● Assigned task 1
Answer these questions from the blog post about the Olympic torch lighting.
(a) Which channel does the writer watch every morning?
(b) What is the "back-up" if lighting the torch from the Sun doesn't work?
(c) Who is standing on the original running track in Olympia?
● Assigned task 2
In the blog post about the Olympic torch lighting, why does the writer watch the BBC News Channel instead of Sky News?

** Opening Exercise text block **

Counting Cats in Zanzibar Rotating Header Image

Fails.

Every morning I have a shower and a tea and watch the BBC News Channel (I probably would watch Sky News except the editorial is identical and they have adverts and all I want is to discover the basics. It is currently on about the Olympics because they are lighting the torch. According to the BBC wonkette sent to Olympus for no apparent reason other than her jollies if lighting it from the Sun doesn’t work they have a “back-up” or a box of matches. The BBC wonkette is now interviewing a woman who has lived in Olympia for ten years. Like Wow! Apparently there are many VIPs there. Well, I guess the local prostitutes need employment as much as the next person. Which brings to mind something I saw earlier this morning. According to the BBC News we are facing “Pubic Sector Strikes”. Public Sector I can cope with but if the pubic sector goes we is fucked (or rather not). They are reading a poem now. In Greek. Now I appreciate the Bubbles are the cradle of Western Civilization but to paraphrase Tsiolokovsky (or Goddard or Von Braun or any of the rest…)

Some Greek fucker is now wittering on about peace and how he reckons we can keep the flame burning – he ought to go to Syria. Well, yeah if Putin doesn’t turn the gas off.

And moreover how the bastarding fuck does this promote peace? Some bugger is now saying spending a fortune on a sacred flame is saving Greece. No it isn’t. Not having blown squillions up the wall would have been better for a nation on it’s arse. Greece is on it’s absolute arse and we are getting there.

Now Seb Coe is talking about how twats stealing money from ordinary folks promotes peace. Not in my head it don’t. Seb Coe is standing on the original running track in Olympia. I bet that didn’t cost 20 billion quid. I’m really annoyed now. Peace and Friendship and all! Just learned something. The lighting of the flame is “strictly for the VIPs”. Well, it would be wouldn’t it?

19 Comments

  1. Lynne says:

    Pubic sector strike? I’m sure there’s a deeply off-colour joke about crabs and scabs in there somewhere…

  2. mark says:

    My work is no way connected to the olympics. Most peoples level of consumption is in no way effected by the olympics.
    In what way has20 billion pounds been stolen from ordinary people?

  3. Single Acts of Tyranny says:

    “In what way has20 billion pounds been stolen from ordinary people?”

    In the way of being froced to pay for the sports-day by way of coercive taxation which funds the whole junket obviously.

  4. John Galt says:

    The Montreal Olympics of 1976 were about equivalent in size and scope to the London Olympics of 2012 (all other things being equal).

** Closing Exercise text block **
** Opening Information provided block **

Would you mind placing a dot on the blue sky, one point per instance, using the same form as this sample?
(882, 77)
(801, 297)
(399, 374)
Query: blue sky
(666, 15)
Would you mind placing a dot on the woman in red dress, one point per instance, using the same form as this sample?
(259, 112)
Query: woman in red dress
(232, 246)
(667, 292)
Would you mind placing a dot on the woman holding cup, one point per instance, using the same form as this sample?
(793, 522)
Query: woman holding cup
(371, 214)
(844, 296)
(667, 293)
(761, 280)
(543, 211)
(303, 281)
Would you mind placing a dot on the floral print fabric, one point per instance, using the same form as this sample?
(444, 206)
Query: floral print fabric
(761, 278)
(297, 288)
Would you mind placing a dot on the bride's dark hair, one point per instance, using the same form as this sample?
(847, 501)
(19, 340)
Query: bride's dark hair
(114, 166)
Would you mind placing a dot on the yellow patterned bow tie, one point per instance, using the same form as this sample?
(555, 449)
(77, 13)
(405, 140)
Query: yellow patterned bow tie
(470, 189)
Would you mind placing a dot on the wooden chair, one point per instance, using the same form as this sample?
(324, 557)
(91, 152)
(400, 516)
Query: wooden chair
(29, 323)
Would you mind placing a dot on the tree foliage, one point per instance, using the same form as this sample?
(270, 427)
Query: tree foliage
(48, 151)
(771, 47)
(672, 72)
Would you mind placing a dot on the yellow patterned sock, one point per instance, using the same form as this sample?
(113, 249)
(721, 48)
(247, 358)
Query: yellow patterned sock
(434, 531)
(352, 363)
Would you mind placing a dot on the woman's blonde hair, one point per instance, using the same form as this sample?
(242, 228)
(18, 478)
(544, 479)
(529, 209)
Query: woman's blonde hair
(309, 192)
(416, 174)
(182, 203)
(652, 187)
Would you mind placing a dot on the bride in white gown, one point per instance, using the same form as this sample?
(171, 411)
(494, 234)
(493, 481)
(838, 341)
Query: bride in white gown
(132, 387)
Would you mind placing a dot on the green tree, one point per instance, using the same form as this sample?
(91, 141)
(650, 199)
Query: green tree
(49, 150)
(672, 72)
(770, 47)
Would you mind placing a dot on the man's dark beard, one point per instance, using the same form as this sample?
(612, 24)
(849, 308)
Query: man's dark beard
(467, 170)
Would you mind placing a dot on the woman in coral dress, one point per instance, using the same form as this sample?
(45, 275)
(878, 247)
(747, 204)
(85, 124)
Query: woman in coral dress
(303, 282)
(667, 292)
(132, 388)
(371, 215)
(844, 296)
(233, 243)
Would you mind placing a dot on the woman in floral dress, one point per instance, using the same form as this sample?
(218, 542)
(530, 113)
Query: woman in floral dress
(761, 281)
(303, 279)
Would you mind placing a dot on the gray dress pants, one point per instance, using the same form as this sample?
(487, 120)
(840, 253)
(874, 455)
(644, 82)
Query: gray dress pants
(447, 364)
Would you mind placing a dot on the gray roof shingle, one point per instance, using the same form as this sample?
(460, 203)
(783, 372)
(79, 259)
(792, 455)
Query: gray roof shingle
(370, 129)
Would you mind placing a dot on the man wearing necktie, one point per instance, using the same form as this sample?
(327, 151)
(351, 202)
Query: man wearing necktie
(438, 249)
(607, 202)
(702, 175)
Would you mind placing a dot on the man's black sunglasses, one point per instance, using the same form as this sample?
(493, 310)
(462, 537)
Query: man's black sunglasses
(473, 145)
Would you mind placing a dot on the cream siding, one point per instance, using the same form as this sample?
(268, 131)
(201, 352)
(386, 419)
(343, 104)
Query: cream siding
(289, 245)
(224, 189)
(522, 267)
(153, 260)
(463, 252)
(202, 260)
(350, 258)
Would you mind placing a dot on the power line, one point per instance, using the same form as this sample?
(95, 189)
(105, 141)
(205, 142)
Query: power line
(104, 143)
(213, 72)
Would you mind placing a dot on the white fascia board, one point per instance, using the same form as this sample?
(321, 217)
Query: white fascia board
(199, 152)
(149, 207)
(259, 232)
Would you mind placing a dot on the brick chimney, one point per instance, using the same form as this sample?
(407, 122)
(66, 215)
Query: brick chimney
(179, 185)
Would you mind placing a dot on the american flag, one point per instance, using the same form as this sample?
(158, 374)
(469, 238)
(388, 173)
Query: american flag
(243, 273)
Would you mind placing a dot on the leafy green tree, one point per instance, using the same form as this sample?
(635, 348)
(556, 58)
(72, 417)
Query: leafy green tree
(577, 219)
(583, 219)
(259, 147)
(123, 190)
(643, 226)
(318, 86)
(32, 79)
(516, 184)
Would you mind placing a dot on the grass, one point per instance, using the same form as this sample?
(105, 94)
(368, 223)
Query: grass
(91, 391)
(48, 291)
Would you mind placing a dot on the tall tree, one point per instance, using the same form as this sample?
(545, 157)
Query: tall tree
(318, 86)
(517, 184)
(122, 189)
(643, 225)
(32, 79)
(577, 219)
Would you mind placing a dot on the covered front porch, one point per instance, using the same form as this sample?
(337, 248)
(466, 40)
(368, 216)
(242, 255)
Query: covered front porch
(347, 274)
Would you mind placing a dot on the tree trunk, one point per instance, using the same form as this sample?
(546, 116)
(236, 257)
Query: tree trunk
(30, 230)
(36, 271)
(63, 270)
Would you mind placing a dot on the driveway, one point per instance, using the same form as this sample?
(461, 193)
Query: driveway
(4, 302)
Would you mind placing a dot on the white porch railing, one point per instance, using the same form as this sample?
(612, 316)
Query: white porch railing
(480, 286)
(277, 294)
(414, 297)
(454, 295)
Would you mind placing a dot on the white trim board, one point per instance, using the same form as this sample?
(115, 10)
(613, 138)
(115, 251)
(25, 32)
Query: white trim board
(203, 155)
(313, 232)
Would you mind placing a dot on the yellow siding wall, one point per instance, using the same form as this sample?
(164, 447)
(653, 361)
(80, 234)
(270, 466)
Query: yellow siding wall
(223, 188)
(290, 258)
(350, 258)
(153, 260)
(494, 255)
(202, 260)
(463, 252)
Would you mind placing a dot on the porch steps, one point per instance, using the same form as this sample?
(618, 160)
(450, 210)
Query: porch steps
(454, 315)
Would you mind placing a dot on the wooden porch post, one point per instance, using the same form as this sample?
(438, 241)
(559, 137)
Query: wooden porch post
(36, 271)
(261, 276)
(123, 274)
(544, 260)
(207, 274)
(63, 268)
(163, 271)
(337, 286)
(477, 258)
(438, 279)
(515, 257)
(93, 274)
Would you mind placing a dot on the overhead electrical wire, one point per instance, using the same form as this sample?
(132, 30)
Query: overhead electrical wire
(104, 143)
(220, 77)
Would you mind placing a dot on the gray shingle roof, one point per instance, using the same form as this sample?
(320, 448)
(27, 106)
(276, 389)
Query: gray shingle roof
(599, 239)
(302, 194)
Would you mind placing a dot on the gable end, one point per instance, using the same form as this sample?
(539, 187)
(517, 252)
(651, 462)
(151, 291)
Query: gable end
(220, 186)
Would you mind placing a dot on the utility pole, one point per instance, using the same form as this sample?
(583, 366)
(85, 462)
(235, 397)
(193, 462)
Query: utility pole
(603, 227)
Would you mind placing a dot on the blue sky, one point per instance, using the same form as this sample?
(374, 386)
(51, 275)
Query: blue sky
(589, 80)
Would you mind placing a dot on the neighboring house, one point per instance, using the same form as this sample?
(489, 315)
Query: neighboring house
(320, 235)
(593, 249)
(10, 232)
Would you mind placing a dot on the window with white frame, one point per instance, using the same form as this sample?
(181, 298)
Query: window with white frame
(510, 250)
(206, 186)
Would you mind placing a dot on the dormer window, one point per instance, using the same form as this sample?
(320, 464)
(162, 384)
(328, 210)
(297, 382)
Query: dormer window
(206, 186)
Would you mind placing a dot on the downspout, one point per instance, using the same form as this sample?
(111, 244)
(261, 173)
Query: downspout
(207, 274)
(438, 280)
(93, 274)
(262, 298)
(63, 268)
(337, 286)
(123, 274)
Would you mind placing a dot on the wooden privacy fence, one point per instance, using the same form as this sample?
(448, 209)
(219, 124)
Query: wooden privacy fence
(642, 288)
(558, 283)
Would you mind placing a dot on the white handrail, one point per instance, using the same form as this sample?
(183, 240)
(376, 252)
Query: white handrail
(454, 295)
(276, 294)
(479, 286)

** Closing Information provided block **

● Output 1
(a) The BBC News Channel.
(b) A box of matches.
(c) Seb Coe.

● Output 2
The writer says Sky News has the same editorial as the BBC but also has adverts. Since the writer only wants to learn the basics, the BBC News Channel is the choice.